*What you have to do:*
Reproduce the material exactly, omitting nothing.

------------------------------

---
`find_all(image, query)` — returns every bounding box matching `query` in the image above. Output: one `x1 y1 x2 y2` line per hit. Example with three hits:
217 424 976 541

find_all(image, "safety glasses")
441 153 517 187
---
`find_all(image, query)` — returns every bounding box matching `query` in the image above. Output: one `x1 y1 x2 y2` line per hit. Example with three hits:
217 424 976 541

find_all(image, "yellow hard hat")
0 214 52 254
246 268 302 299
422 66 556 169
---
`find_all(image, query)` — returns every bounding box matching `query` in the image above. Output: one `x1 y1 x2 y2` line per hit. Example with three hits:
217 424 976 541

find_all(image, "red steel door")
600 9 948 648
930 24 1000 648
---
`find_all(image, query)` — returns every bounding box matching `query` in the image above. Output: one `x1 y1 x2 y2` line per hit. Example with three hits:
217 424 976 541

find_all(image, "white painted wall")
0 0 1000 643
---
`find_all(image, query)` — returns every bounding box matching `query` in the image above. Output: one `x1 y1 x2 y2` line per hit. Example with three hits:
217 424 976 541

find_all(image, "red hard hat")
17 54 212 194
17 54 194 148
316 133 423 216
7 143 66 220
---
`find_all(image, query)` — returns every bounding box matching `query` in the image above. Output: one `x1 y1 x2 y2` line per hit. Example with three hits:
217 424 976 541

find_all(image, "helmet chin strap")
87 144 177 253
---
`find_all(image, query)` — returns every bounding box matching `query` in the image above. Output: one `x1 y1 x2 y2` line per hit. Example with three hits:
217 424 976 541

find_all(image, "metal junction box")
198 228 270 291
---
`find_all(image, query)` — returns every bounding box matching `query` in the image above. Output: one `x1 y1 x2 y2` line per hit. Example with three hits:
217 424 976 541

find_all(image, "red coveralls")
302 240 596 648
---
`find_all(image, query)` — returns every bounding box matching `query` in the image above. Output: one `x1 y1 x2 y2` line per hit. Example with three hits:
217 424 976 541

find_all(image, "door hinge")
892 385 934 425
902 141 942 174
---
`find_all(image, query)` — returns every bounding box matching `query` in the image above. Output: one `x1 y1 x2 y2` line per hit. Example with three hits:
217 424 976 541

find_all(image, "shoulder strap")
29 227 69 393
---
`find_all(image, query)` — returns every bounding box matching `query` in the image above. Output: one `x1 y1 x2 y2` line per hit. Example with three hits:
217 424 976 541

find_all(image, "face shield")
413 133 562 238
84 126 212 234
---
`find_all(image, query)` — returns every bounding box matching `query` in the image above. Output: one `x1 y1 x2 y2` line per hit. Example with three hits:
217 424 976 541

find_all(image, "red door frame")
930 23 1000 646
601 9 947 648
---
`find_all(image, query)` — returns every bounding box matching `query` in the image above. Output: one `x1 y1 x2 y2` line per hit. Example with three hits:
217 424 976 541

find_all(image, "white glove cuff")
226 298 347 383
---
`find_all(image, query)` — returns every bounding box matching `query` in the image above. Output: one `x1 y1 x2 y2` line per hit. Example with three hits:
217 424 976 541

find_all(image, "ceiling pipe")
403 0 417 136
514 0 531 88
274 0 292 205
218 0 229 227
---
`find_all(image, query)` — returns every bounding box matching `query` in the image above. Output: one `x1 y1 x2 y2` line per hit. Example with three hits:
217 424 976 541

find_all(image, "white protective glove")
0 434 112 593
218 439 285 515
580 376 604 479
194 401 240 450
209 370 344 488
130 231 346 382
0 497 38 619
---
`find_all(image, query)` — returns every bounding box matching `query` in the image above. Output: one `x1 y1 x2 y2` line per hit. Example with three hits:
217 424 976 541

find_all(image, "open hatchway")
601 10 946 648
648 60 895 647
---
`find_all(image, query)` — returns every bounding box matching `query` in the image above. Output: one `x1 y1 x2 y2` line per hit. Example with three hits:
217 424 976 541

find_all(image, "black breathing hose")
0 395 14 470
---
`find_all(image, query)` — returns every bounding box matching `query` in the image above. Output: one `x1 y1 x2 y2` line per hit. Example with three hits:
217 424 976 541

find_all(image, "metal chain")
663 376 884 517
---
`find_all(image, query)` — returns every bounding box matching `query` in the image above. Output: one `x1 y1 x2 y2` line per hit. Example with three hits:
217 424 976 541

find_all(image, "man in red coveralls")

------------------------------

*Full solution:*
---
`find_all(image, query)` — returns every bounding box matching `query` in the image above. Output: one `x1 y1 x2 y2` line per hit. Example with three hits:
217 424 976 541

find_all(image, "safety glasses")
441 153 517 187
---
`find_all(image, query)` — returns every bounding box matching `query` in the image above. Output: one `x1 y1 x2 y2` line per hit. Example with three hits:
217 424 976 541

find_all(image, "yellow hard hat")
0 214 52 254
246 268 302 299
422 66 556 169
---
`find_all(image, query)` — returns every bounding box matching `query` in the image above. Output: one `x1 y1 x2 y2` line per hit. Example with three hits:
217 424 976 541

find_all(image, "red steel door")
600 9 948 648
930 24 1000 648
---
`find_all(image, query)` — returns every bounding box matching `query` in the image above. Output: one `x1 y1 x2 y2` line per hit. Example with three hits:
217 424 976 541

find_all(image, "white painted wall")
0 0 1000 643
---
`find_all(image, query)` — returns every bounding box matching `query` in the image above. Output: one `x1 y1 x2 y2` line per hit. Example with three hits:
217 424 976 541

find_all(image, "red hard hat")
17 54 212 194
17 54 194 148
316 133 423 216
7 143 66 220
---
`find_all(image, query)` — returns every bounding box matching `query` in the image above. Output: one `x1 y1 x2 y2` line per hit. Example with three hits:
217 424 976 541

find_all(image, "helmet chin strap")
87 144 177 253
---
`find_all(image, query)` — returns every bounding box matching `query` in the image above. Output: one `x1 y1 x2 y2` line per hit. Example with three hits:
217 424 976 541

find_all(image, "metal junction box")
198 228 270 291
---
`find_all(image, query)` — returns every bounding box matching `query` in the image above. Output: one `x1 y1 x2 y2` line per hit. Example with three hits:
217 424 976 541

find_all(image, "red coveralls")
302 240 596 648
---
`find_all(image, query)` — returns every bounding box matching `query` in the image above. Output: one `x1 y1 x2 y2` line per hit. Example with three hits:
217 424 976 541

find_all(image, "door hinge")
892 385 934 425
902 141 942 174
---
`find_all(image, query)` — returns every bounding box matching `query` in the image above. Output: one `x1 y1 x2 y2` line per hit. Example with three hits:
217 424 976 541

find_all(image, "shoulder strap")
29 227 69 393
---
`find_all(image, query)` — returns every bounding box matching `query` in the image above. Output: one `x1 y1 x2 y2` line per hit. Example with three hits:
217 424 976 541

find_all(image, "face shield")
413 133 562 238
84 126 212 234
---
`find_all(image, query)` — returns every bounding box matching `query` in the image above. Output: one `x1 y1 x2 y2` line per hit. Example with three hits:
217 424 976 541

find_all(image, "red door frame")
930 23 1000 646
601 9 947 648
---
`find_all(image, query)` — returns every bounding box matching `query` in the image above. Output: one `x1 y1 x2 y2` line per hit. Example with three hits:
217 424 976 541

find_all(image, "white glove cuff")
226 298 347 383
---
`find_all(image, query)` — returns every bounding box matching `query` in the image above. Output: one `x1 y1 x2 y2` line per hit. Example with three hits:
217 424 976 541

find_all(image, "ceiling pipe")
403 0 417 136
514 0 531 88
274 0 292 205
218 0 229 227
---
`find_all(image, query)` — returns every bounding box matching `query` in the image above. Output: one `x1 y1 x2 y2` line per hit. Example with three hits:
217 424 976 541

find_all(image, "white protective glove")
0 434 112 593
218 439 285 515
580 376 604 479
194 401 240 450
209 370 344 488
130 231 346 382
0 497 38 619
---
`find_all(image, query)` — returns every bounding box matching `query` in the image above. Output: one `x1 y1 x2 y2` line per hit. Example with three hits:
217 424 976 541

find_all(image, "open hatchway")
601 10 946 648
648 60 895 647
---
`find_all(image, query)` — returns every bounding box matching `query` in the image above. Output: one `x1 y1 x2 y2` line per hit. Example with three hits:
217 424 976 541

find_all(image, "black breathing hose")
0 395 14 470
---
`find_all(image, query)` — returns every bounding box matching `query` in the image above. Output: one `x1 y1 x2 y2` line per hit. Example with three hits:
217 424 976 541

find_all(image, "metal chain")
663 376 884 517
---
`find_all(image, query)` — returns every bounding box matching `query` in the image above. Output: one `x1 y1 x2 y2` line per hit. Example with three hits:
217 424 976 541

find_all(image, "man in red coveralls")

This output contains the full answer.